__RECORDS__.
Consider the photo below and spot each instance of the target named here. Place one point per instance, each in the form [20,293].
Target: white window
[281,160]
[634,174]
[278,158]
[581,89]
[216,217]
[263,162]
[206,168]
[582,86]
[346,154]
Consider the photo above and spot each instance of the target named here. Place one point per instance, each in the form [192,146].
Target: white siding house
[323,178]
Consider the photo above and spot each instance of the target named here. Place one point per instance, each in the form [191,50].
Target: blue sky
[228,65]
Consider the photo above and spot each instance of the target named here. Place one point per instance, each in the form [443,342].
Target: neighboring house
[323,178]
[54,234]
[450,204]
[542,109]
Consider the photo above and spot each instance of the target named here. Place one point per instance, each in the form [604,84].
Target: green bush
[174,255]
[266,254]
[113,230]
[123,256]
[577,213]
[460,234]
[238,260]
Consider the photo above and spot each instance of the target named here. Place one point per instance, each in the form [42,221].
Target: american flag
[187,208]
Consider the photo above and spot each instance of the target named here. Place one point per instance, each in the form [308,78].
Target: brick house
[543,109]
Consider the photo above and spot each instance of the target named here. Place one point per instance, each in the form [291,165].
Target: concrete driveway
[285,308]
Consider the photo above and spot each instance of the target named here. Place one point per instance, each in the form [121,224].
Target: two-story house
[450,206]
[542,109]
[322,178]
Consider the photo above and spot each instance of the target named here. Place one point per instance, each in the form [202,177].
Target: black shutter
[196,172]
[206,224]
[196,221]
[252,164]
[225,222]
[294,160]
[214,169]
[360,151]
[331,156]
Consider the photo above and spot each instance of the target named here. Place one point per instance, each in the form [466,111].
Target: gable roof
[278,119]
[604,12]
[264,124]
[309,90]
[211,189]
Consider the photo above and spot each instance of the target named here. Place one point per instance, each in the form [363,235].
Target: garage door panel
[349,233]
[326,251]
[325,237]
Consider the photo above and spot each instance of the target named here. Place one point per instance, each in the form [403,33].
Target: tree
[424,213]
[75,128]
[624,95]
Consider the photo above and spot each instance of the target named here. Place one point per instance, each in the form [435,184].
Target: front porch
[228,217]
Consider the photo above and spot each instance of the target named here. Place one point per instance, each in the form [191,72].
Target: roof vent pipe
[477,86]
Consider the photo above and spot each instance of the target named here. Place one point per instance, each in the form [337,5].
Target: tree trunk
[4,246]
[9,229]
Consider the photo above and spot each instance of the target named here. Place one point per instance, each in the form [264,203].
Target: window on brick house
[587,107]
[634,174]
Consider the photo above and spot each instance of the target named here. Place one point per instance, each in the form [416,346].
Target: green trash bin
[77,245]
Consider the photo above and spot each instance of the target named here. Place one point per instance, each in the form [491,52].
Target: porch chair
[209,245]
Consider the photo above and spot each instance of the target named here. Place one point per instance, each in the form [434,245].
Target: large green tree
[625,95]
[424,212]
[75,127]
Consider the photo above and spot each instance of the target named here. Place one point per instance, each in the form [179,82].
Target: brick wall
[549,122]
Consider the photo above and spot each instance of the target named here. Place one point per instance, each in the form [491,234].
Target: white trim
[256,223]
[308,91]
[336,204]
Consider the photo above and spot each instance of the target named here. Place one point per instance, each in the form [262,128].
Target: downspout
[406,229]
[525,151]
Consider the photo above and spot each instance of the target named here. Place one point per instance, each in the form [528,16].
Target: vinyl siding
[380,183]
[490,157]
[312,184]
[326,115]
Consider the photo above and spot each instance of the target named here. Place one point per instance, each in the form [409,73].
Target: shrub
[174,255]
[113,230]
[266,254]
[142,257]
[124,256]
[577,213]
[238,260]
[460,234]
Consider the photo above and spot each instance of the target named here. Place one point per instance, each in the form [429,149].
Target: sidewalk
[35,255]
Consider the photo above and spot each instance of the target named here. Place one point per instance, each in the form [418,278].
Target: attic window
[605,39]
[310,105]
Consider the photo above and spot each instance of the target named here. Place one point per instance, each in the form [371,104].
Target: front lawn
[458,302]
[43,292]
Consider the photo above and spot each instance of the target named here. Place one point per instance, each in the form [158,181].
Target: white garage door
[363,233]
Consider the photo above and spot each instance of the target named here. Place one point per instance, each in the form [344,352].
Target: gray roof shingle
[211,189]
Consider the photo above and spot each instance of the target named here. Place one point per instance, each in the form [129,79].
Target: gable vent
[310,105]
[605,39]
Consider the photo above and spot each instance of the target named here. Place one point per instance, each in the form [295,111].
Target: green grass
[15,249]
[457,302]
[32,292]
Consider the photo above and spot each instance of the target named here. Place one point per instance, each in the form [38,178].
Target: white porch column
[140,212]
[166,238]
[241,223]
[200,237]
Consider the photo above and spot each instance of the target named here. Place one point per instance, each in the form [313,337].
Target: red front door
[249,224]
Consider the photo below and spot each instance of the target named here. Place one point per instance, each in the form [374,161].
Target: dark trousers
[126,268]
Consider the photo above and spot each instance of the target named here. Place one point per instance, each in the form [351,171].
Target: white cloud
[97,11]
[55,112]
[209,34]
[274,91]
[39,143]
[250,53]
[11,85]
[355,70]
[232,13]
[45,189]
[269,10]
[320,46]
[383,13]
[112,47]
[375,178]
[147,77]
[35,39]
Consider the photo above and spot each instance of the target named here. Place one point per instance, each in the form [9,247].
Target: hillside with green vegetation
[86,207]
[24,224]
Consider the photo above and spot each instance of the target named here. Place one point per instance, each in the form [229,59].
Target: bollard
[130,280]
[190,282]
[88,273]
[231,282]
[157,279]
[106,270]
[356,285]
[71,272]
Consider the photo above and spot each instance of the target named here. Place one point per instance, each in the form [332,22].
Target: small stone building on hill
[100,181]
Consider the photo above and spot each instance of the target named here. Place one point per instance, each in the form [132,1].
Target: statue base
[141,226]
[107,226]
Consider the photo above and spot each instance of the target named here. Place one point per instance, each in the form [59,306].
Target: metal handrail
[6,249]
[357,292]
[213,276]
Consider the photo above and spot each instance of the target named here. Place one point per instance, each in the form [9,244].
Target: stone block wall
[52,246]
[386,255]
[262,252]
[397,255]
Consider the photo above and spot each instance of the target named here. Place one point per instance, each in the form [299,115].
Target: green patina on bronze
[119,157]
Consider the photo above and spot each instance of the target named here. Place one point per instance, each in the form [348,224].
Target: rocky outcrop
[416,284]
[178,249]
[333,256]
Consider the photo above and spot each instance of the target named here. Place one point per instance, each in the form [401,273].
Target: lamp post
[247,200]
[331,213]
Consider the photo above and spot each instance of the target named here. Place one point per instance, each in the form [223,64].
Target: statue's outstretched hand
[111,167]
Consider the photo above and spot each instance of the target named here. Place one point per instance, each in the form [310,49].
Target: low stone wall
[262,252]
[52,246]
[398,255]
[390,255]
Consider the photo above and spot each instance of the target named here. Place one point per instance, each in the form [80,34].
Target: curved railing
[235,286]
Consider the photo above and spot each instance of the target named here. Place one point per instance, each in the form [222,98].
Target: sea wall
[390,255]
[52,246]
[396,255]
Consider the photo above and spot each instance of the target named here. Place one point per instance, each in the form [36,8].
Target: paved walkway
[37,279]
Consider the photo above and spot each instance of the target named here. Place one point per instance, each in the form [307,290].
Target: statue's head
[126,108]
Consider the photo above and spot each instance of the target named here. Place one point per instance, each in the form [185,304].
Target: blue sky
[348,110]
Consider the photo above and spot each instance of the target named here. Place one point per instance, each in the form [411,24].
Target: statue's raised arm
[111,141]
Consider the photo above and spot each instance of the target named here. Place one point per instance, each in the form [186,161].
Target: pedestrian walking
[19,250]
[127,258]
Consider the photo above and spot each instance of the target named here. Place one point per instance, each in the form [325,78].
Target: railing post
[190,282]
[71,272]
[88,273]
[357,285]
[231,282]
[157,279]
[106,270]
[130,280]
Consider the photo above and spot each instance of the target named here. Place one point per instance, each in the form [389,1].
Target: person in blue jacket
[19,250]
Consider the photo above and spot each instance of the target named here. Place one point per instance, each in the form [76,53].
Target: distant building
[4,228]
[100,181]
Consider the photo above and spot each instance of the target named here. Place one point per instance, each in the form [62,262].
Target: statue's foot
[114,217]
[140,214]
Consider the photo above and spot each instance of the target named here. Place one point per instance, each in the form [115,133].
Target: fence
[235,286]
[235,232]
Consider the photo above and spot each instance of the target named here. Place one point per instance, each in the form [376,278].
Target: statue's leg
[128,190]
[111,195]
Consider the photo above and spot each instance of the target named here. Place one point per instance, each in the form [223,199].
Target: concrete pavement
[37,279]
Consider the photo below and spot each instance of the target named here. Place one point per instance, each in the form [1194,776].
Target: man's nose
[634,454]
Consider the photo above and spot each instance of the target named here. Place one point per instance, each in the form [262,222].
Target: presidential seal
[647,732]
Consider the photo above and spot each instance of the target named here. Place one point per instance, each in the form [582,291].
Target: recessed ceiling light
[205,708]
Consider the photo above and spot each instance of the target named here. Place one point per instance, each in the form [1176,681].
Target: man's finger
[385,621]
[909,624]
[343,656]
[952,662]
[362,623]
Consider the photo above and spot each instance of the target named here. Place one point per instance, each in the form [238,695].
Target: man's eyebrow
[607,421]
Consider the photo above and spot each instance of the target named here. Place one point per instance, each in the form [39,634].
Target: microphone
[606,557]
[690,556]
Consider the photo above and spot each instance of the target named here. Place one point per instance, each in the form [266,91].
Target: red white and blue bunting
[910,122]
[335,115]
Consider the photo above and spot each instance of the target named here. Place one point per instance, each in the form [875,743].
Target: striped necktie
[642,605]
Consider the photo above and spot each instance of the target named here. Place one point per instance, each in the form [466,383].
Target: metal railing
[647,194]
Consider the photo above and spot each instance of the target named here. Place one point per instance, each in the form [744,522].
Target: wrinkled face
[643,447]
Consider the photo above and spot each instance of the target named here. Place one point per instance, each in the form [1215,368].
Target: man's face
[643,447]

__REQUIRED ACTION__. Repeat, character for character, the lines of the material above from the line with "Target: gray roof shingle" through the line with "the form [38,178].".

__TASK SOLUTION__.
Target: gray roof shingle
[211,189]
Consider the photo above and spot each instance of the target named here. Place one point per instance, each in the form [129,79].
Target: gable vent
[310,105]
[605,39]
Consider the photo above and spot each instance of the target named here. Place one point per instance, each in the form [295,111].
Target: green grass
[15,249]
[457,302]
[32,292]
Consider the photo above and spot each instance of the target named here. Place one point per instance, each in the form [38,178].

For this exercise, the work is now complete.